■ Given instruction
Show every line of the entries that contains the word "vegetation".

■ Data listing
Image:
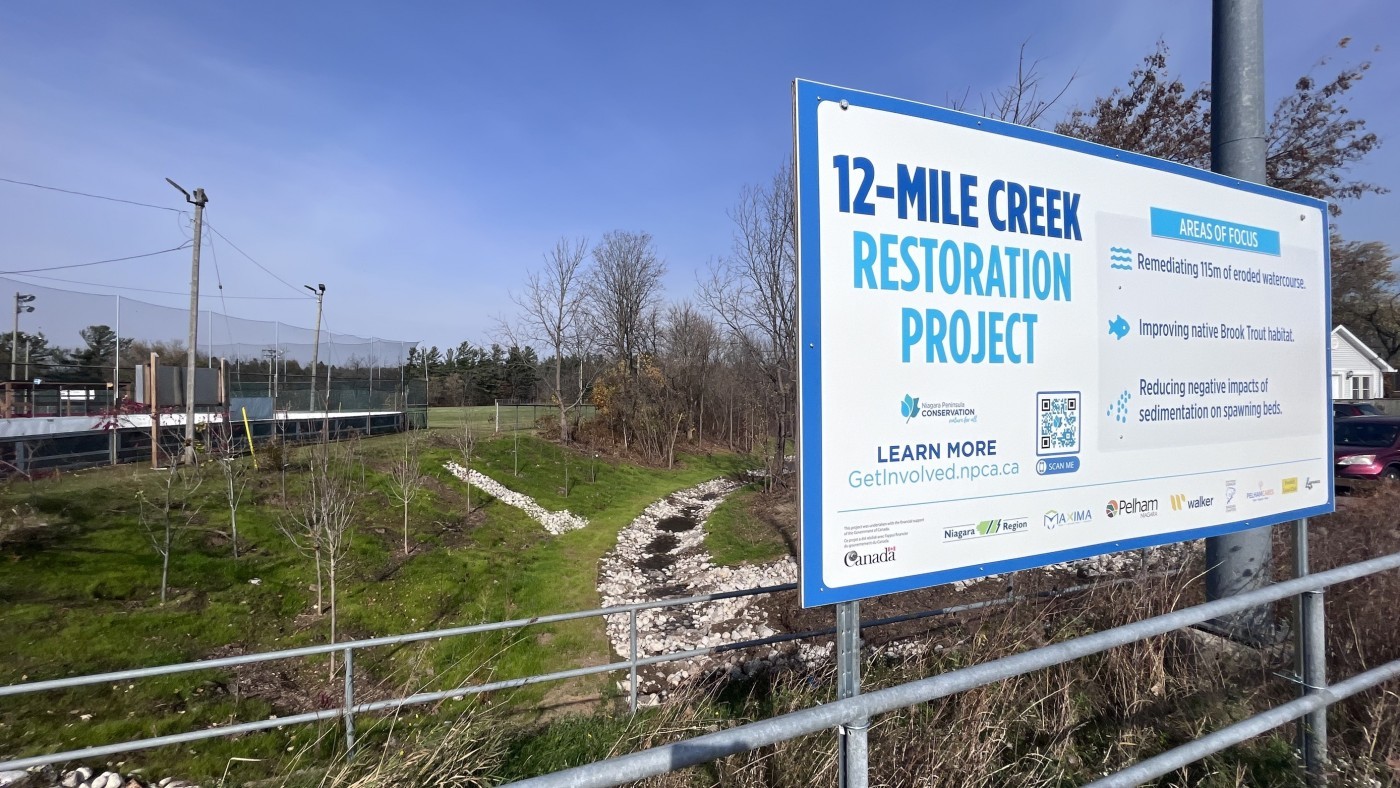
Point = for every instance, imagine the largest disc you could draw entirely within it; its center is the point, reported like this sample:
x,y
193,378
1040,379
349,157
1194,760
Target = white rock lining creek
x,y
661,554
553,522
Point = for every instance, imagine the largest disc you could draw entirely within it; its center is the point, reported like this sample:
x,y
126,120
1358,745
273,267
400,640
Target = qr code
x,y
1059,419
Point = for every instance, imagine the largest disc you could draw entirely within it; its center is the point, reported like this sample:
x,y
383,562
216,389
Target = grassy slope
x,y
735,535
80,595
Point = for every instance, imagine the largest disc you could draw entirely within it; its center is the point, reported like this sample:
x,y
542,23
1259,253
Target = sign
x,y
1019,349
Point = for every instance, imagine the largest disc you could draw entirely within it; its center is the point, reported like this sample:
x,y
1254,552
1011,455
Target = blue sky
x,y
416,157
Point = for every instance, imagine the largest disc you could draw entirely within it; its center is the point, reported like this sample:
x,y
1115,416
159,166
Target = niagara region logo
x,y
909,407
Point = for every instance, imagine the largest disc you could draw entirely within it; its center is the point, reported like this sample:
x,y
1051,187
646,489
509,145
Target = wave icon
x,y
1120,256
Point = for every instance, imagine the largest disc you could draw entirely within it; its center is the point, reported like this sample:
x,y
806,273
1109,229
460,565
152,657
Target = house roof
x,y
1371,354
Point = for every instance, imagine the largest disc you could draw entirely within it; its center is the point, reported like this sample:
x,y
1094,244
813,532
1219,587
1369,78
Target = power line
x,y
87,195
100,262
157,291
294,289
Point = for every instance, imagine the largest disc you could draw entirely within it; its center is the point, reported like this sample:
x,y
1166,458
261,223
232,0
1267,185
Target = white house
x,y
1355,368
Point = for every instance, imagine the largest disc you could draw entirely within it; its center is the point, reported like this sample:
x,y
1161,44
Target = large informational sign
x,y
1019,349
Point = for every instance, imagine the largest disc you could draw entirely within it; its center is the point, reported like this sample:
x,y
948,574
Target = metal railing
x,y
849,715
346,650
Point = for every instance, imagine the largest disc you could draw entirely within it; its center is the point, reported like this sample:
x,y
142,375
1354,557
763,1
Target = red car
x,y
1367,447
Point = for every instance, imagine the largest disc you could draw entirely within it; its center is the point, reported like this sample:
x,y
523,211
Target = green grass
x,y
80,584
735,535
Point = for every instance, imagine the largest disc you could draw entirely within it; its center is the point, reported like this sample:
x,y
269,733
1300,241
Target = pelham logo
x,y
856,559
909,407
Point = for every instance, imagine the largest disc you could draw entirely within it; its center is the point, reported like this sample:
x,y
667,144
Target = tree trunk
x,y
332,571
165,563
233,515
319,606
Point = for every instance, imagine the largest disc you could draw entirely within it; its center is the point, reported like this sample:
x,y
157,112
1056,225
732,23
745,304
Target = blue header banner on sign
x,y
1214,231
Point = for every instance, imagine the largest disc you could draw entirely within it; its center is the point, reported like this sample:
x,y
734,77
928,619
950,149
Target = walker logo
x,y
1197,503
986,528
854,559
1262,493
1124,507
1056,518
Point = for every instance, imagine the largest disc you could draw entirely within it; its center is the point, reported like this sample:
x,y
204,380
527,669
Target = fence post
x,y
1311,661
632,680
349,710
851,742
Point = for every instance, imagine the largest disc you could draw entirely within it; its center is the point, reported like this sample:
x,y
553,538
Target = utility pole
x,y
270,353
21,304
199,200
315,349
1236,563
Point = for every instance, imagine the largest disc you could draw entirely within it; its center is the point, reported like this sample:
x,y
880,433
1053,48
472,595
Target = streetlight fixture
x,y
21,305
319,291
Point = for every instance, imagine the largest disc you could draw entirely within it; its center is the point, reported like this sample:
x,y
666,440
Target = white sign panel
x,y
1018,349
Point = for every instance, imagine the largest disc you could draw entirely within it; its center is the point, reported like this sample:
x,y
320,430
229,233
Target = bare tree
x,y
235,477
753,291
325,517
623,290
552,314
1021,102
406,479
168,510
690,343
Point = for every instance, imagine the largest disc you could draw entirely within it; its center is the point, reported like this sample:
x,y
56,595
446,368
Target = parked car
x,y
1367,447
1343,409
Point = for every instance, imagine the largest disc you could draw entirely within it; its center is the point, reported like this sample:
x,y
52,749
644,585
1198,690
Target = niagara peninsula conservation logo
x,y
948,412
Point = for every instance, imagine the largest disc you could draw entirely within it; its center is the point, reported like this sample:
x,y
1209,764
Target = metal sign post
x,y
851,742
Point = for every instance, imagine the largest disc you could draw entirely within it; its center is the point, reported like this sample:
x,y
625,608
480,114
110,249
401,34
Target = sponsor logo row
x,y
1116,508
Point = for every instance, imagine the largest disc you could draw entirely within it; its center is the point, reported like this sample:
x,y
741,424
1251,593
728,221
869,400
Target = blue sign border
x,y
807,97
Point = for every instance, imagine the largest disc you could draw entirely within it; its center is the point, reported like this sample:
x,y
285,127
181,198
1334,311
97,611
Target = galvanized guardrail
x,y
850,714
350,708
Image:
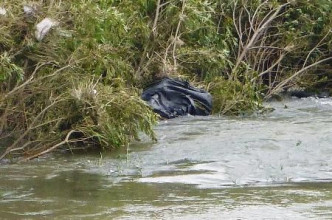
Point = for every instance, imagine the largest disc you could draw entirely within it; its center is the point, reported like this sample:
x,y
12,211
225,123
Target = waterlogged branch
x,y
65,141
32,125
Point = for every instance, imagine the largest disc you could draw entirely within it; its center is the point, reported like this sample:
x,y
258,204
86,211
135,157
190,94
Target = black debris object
x,y
173,97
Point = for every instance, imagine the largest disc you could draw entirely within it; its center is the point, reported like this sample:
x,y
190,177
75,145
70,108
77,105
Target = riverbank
x,y
77,83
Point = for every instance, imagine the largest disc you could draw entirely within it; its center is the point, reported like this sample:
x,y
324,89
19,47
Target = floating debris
x,y
43,27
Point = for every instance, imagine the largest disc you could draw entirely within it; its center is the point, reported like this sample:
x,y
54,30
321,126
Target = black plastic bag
x,y
172,97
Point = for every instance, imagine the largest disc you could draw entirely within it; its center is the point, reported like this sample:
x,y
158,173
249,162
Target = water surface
x,y
273,166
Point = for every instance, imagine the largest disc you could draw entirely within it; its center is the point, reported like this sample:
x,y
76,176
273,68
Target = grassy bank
x,y
80,84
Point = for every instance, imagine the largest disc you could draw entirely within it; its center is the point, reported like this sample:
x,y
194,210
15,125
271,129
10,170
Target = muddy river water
x,y
272,166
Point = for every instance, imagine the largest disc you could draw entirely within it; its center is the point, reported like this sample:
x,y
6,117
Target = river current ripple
x,y
272,166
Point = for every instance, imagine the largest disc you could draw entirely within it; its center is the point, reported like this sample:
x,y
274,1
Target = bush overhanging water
x,y
79,85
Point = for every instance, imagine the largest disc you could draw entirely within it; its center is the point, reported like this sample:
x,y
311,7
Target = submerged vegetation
x,y
80,85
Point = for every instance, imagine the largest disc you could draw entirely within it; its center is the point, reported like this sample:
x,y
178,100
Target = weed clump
x,y
78,82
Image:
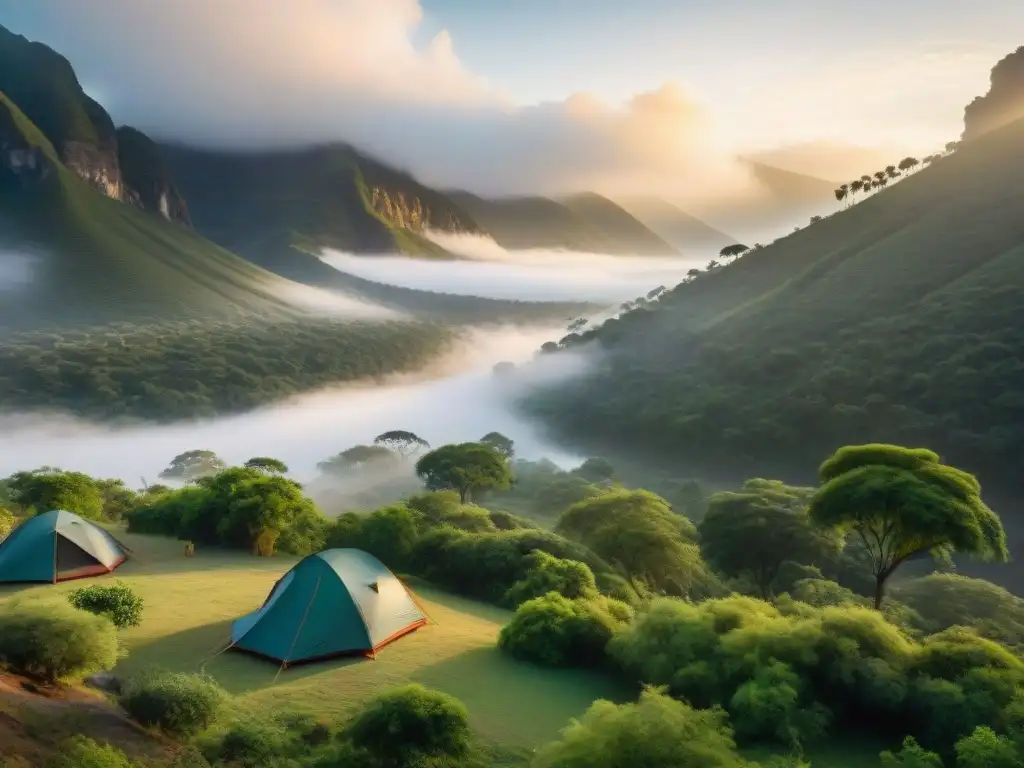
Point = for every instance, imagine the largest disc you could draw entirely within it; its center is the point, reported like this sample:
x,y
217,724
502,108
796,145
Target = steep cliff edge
x,y
146,182
1005,101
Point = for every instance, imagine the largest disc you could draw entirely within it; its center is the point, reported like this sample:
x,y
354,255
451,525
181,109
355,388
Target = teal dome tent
x,y
58,546
336,602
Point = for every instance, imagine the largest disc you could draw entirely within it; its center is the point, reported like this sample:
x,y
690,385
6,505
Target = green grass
x,y
190,603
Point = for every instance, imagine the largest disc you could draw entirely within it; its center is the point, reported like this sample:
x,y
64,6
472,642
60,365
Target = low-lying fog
x,y
457,407
488,270
15,271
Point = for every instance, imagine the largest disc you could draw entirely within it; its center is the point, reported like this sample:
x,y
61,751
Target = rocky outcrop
x,y
1005,101
409,212
145,179
96,165
20,162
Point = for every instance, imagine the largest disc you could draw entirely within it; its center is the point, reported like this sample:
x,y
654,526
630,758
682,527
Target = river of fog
x,y
15,271
488,270
461,402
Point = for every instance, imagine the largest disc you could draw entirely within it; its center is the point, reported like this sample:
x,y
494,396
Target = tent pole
x,y
298,632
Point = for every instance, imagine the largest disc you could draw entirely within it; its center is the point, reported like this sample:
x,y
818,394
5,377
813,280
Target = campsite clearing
x,y
190,603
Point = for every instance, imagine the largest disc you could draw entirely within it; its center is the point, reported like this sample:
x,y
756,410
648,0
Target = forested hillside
x,y
896,320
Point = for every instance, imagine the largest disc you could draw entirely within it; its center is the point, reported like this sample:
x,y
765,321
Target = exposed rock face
x,y
19,161
146,182
411,213
96,165
1005,101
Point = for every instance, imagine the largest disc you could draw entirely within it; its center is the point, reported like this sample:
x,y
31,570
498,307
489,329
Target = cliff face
x,y
410,212
146,183
1005,101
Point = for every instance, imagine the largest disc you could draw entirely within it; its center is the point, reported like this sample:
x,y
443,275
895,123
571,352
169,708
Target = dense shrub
x,y
785,676
943,600
7,522
118,603
80,752
178,704
404,725
654,732
239,507
52,640
548,573
557,632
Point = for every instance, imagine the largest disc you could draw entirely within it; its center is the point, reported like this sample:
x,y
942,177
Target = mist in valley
x,y
460,399
487,270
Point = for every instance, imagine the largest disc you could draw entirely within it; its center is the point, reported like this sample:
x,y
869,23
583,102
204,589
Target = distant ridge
x,y
687,233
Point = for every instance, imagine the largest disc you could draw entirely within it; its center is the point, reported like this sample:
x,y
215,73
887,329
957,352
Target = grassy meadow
x,y
190,603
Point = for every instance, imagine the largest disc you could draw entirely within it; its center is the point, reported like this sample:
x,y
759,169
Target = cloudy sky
x,y
544,95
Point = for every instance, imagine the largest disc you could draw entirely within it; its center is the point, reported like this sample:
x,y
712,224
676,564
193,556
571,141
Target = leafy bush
x,y
80,752
7,522
52,640
654,732
557,632
404,725
178,704
118,603
549,573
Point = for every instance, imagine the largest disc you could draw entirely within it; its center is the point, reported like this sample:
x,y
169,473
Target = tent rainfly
x,y
337,602
58,546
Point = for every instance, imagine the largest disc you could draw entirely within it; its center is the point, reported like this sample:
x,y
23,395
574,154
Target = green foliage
x,y
548,573
501,443
944,600
47,488
985,749
240,507
401,441
7,522
185,370
403,726
118,603
178,704
81,752
654,732
910,755
192,465
638,531
267,464
51,640
890,321
558,632
465,468
902,502
752,535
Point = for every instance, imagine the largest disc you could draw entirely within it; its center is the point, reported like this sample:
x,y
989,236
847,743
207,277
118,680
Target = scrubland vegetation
x,y
167,372
767,626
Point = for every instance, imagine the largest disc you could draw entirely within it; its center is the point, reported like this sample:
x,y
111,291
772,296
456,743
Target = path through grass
x,y
190,602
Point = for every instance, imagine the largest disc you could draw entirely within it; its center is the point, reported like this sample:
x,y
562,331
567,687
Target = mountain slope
x,y
534,222
260,205
93,259
897,320
688,233
616,225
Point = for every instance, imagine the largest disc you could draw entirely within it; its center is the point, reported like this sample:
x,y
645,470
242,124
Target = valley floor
x,y
190,603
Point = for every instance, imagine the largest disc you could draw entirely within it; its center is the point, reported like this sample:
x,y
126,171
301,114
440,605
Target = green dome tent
x,y
333,603
58,546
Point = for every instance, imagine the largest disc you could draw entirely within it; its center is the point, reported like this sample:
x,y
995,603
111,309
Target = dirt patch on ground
x,y
35,720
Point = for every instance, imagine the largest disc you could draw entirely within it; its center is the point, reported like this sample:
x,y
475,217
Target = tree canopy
x,y
464,467
402,442
267,464
192,465
903,502
501,443
752,535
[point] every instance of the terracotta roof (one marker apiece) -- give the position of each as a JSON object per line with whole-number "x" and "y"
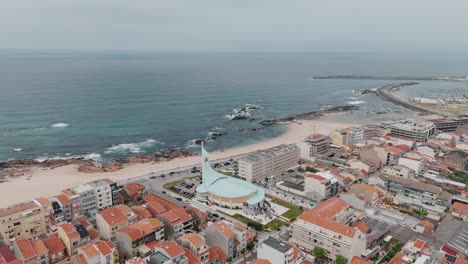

■ Worked answer
Target = submerged vegetation
Target = scrubland vegetation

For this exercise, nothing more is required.